%%
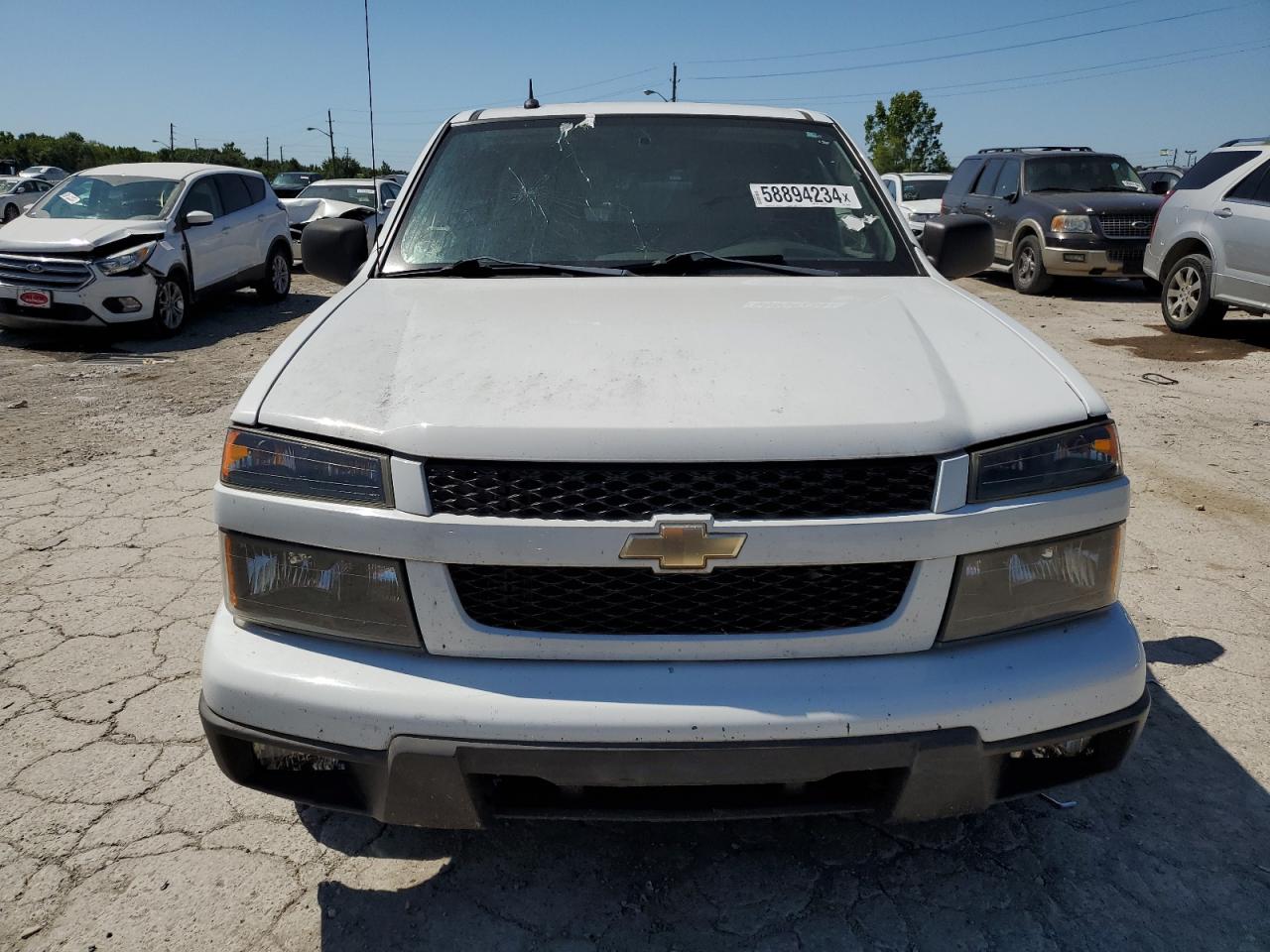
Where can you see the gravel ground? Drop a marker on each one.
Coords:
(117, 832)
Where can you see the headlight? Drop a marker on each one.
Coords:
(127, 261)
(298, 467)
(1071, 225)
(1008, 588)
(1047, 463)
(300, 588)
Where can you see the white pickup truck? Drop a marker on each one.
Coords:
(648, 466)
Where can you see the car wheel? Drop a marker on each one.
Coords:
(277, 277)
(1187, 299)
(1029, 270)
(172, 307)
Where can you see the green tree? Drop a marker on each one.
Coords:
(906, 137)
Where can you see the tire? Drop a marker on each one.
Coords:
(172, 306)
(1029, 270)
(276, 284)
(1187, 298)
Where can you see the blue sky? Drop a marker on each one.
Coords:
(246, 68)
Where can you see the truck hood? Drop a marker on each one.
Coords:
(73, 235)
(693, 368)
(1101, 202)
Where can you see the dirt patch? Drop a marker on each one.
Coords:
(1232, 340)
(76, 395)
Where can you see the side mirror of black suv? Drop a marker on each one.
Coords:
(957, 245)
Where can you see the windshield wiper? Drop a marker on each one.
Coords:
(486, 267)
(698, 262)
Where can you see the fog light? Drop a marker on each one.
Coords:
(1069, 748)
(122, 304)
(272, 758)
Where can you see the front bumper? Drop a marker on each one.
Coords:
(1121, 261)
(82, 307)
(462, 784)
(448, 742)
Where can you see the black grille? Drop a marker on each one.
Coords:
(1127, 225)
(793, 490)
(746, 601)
%%
**DIRECTIONS**
Scan the data above for the word "black" and report every line where it is found.

**SOLUTION TO THIS TASK**
Where can you see the side mirror of black suv? Drop a marker on each one.
Where can you see the black grille? Drop a marker on each one.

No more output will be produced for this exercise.